>>>>>

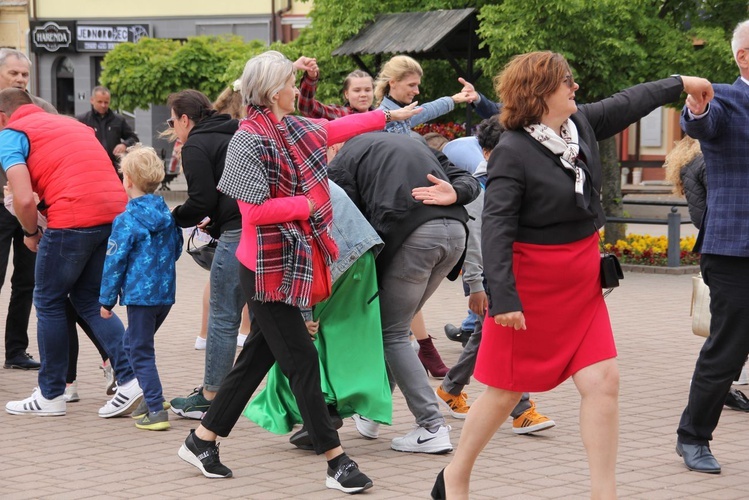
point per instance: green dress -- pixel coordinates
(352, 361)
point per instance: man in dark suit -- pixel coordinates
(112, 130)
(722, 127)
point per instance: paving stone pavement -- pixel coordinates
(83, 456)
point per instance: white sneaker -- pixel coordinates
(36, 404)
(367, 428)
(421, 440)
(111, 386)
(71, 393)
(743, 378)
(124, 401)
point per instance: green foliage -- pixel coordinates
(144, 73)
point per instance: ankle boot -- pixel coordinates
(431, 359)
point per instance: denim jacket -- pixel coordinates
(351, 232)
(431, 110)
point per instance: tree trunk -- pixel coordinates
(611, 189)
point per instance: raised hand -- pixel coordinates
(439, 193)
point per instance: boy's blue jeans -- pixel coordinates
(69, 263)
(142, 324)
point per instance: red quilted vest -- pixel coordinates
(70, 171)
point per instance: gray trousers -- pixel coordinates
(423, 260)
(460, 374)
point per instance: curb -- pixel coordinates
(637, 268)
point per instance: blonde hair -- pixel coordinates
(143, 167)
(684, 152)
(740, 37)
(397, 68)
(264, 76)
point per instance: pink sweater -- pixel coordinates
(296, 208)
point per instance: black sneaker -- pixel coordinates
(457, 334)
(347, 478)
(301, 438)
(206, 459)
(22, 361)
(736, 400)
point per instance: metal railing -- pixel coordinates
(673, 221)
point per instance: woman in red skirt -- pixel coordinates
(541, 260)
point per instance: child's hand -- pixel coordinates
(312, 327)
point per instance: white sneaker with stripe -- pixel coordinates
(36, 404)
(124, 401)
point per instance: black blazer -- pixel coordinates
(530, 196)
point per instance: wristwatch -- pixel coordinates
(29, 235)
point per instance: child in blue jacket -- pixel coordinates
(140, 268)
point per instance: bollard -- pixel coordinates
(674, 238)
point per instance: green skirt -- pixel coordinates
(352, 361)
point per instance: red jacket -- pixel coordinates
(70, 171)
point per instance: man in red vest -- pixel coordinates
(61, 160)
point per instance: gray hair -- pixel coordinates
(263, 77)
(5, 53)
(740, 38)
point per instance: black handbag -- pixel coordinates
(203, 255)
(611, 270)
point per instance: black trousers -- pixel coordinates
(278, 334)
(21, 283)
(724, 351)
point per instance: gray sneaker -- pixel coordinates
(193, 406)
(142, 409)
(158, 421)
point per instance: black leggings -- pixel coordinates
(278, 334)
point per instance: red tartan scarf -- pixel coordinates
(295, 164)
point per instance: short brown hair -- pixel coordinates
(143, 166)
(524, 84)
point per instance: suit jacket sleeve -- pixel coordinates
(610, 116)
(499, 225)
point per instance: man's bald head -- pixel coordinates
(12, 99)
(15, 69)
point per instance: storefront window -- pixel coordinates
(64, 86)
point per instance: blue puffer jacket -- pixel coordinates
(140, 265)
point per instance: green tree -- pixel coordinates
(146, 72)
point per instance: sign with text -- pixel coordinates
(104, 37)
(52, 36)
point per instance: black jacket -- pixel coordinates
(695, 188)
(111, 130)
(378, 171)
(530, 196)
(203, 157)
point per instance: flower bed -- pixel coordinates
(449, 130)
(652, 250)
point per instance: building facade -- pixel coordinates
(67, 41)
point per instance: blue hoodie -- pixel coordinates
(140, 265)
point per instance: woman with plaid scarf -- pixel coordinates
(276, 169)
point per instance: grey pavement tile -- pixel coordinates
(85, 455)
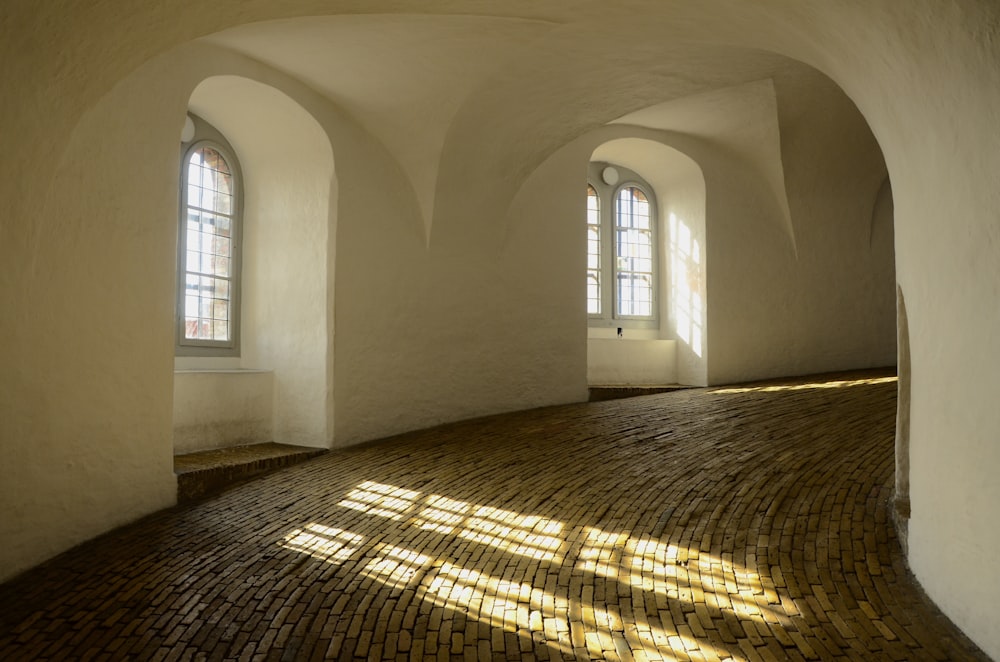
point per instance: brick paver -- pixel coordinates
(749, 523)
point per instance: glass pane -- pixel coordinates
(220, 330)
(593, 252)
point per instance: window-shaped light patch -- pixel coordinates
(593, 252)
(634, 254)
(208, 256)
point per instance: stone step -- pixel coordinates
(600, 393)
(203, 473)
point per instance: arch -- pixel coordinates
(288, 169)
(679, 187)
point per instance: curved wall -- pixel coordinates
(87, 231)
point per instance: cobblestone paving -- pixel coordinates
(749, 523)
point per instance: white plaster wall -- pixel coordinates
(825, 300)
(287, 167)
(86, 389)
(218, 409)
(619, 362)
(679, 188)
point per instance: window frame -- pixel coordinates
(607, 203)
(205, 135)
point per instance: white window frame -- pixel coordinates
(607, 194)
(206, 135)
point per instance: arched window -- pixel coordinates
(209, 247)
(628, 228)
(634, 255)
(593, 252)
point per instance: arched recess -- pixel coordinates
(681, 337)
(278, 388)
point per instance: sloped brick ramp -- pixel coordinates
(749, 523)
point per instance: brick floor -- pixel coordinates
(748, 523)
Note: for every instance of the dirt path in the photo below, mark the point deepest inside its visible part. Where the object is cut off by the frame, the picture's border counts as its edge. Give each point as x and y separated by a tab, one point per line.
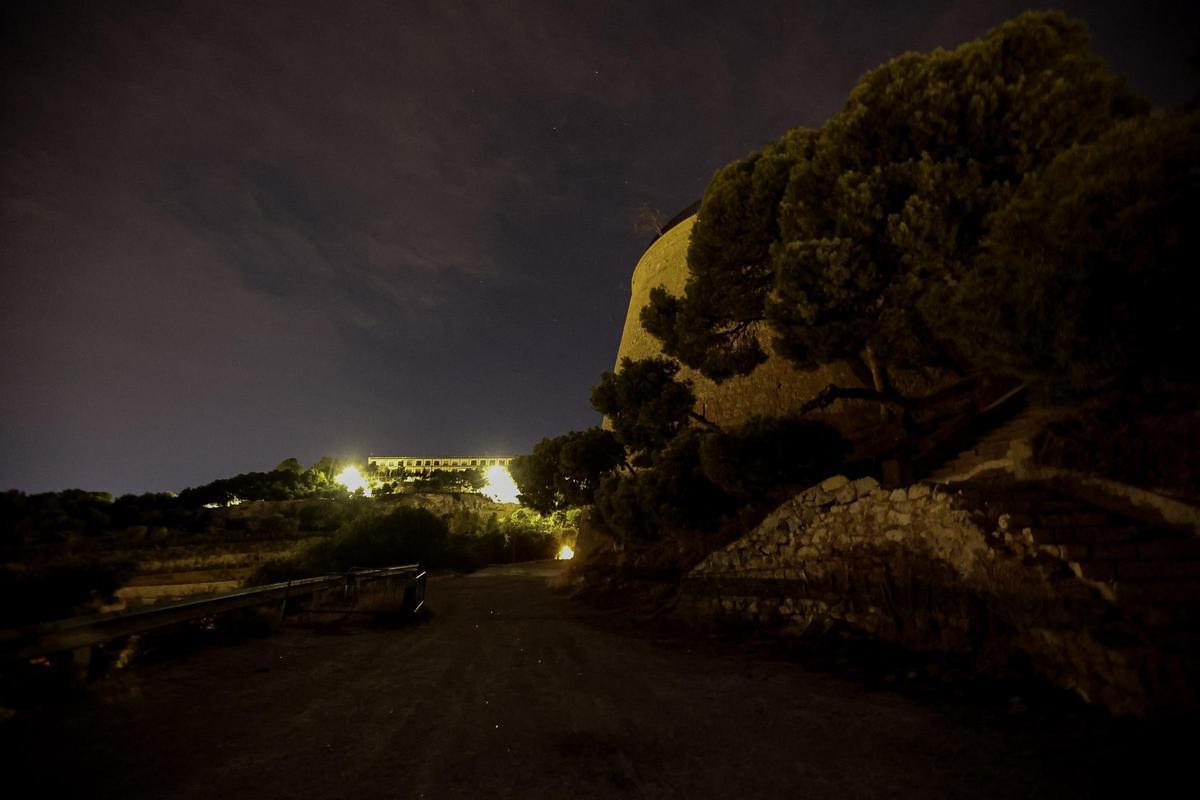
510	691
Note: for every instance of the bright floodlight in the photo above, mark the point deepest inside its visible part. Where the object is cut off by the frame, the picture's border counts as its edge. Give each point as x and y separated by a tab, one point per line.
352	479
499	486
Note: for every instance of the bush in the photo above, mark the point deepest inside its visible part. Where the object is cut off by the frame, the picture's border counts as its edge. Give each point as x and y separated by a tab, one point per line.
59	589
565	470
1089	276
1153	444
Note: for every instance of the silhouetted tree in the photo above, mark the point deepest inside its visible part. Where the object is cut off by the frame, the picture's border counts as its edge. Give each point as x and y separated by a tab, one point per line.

<<<<<

Quote the material exactly. Pictures stay out.

Problem solution -
point per instance: green dress -- pixel coordinates
(352, 361)
point per instance: man in dark suit -- pixel coordinates
(112, 130)
(722, 127)
point per instance: paving stone pavement -- pixel coordinates
(83, 456)
point per instance: white sneaker -- pixel coordinates
(36, 404)
(367, 428)
(421, 440)
(111, 386)
(71, 393)
(743, 378)
(124, 401)
point per instance: green foliage -- pixel coordinates
(144, 73)
point per instance: ankle boot -- pixel coordinates
(431, 359)
point per instance: denim jacket -- pixel coordinates
(351, 232)
(431, 110)
point per instance: tree trunk -- pixel coordinates
(611, 189)
point per instance: raised hand -- pixel coordinates
(439, 193)
point per instance: boy's blue jeans -- pixel coordinates
(69, 263)
(142, 324)
point per instance: red quilted vest -- pixel coordinates
(70, 171)
point per instance: gray trousers -- pixel coordinates
(423, 260)
(460, 374)
point per instance: curb -- pixel coordinates
(637, 268)
point per instance: blonde hair -- pixel coordinates
(143, 167)
(684, 152)
(740, 37)
(397, 68)
(264, 76)
point per instance: pink sweater -- pixel coordinates
(296, 208)
point per instance: black sneaker -- pixel coordinates
(457, 334)
(347, 478)
(301, 438)
(206, 459)
(22, 361)
(736, 400)
point per instance: metal railing -- pixel coordinates
(673, 221)
point per instance: woman in red skirt -- pixel coordinates
(541, 260)
point per instance: child's hand -- pixel coordinates
(312, 327)
point per instance: white sneaker with stripe -- pixel coordinates
(36, 404)
(124, 401)
point per instance: black blazer -- pixel coordinates
(530, 196)
point per instance: wristwatch -- pixel coordinates
(29, 235)
point per instance: child in blue jacket -- pixel coordinates
(140, 268)
point per instance: bollard -- pixel coordinates
(674, 238)
point per instance: green skirt -- pixel coordinates
(352, 361)
point per instance: red jacket -- pixel coordinates
(70, 171)
point per instance: man in red vest -- pixel coordinates
(61, 160)
point per instance: gray hair -- pixel coordinates
(263, 77)
(5, 53)
(740, 38)
point per instance: black handbag -- pixel coordinates
(203, 255)
(611, 270)
point per instance: black trousers -- pixel coordinates
(278, 334)
(21, 283)
(724, 351)
point per instance: gray sneaker -- pixel coordinates
(193, 406)
(142, 409)
(158, 421)
point per instance: black leggings -- pixel coordinates
(278, 334)
point per instance: red tartan scarf -- pixel coordinates
(295, 164)
point per instance: short brown hair -- pixel coordinates
(143, 166)
(524, 84)
point per instance: suit jacket sleeve -- pixel coordinates
(610, 116)
(499, 225)
point per instance: man's bald head -- pixel coordinates
(12, 99)
(15, 69)
point per instance: storefront window -- pixel coordinates
(64, 86)
point per instance: blue puffer jacket -- pixel coordinates
(140, 265)
point per instance: green tree -- pixel coordinates
(146, 72)
point per instance: sign with text -- pixel coordinates
(104, 37)
(52, 36)
point per instance: black jacket -- pixel coordinates
(695, 188)
(111, 130)
(378, 171)
(530, 196)
(203, 157)
point per instance: flower bed -- pixel coordinates
(449, 130)
(652, 250)
point per instance: building facade -- pixel coordinates
(67, 41)
point per instance: blue hoodie -- pixel coordinates
(140, 265)
point per instance: woman with plaid scarf -- pixel coordinates
(276, 169)
point per instance: grey pavement tile -- pixel coordinates
(85, 455)
point per instance: brick paver -- pixel coordinates
(749, 523)
point per instance: glass pane -- pixel coordinates
(220, 330)
(593, 252)
point per instance: window-shaped light patch -- pixel coordinates
(593, 252)
(634, 254)
(208, 256)
point per instance: stone step -- pixel coordinates
(600, 393)
(203, 473)
point per instance: arch -- pixel coordinates
(288, 169)
(679, 187)
point per instance: curved wall -- pixel coordinates
(87, 231)
point per instance: cobblestone paving -- pixel coordinates
(749, 523)
point per instance: white plaster wall -- pixel coordinates
(825, 300)
(287, 167)
(86, 389)
(218, 409)
(619, 362)
(679, 188)
point per instance: window frame -- pixel coordinates
(607, 203)
(205, 135)
point per instance: white window frame -- pixel coordinates
(607, 194)
(206, 135)
point per instance: arched window -- pixel coordinates
(209, 247)
(628, 228)
(634, 255)
(593, 252)
point per instance: arched recess -- pixel coordinates
(681, 337)
(278, 388)
point per instance: sloped brick ramp -- pixel coordinates
(749, 523)
point per instance: brick floor -- pixel coordinates
(748, 523)
Note: for every instance of the dirt path in the photo below, mark the point deepest inside its visible part. Where the object is cut off by the frame, the picture's border counts as its edge. Give each point as x and y separated by a tab, one point per line.
510	691
Note: for every instance of the bright floodlight in the photo above, mark the point deepest inside its visible part. Where the object is cut off by the frame, the picture's border counts as its edge. Give each point as x and y separated by a tab, one point per line.
352	479
499	486
Note: for every instance of the bush in the photo above, mark the point deepest inside its visible part. Where the object is cut off by the frame, the picture's border counts as its edge. Give each point as x and y separated by a tab, one point per line.
59	589
565	470
1089	276
1153	444
Note: for every instance of the silhouetted tree in the photo above, mark the point deepest inside its visible part. Where the object is cut off by the frame, the picture's border counts as its edge. Give each point as x and y separated by a tab, one point per line.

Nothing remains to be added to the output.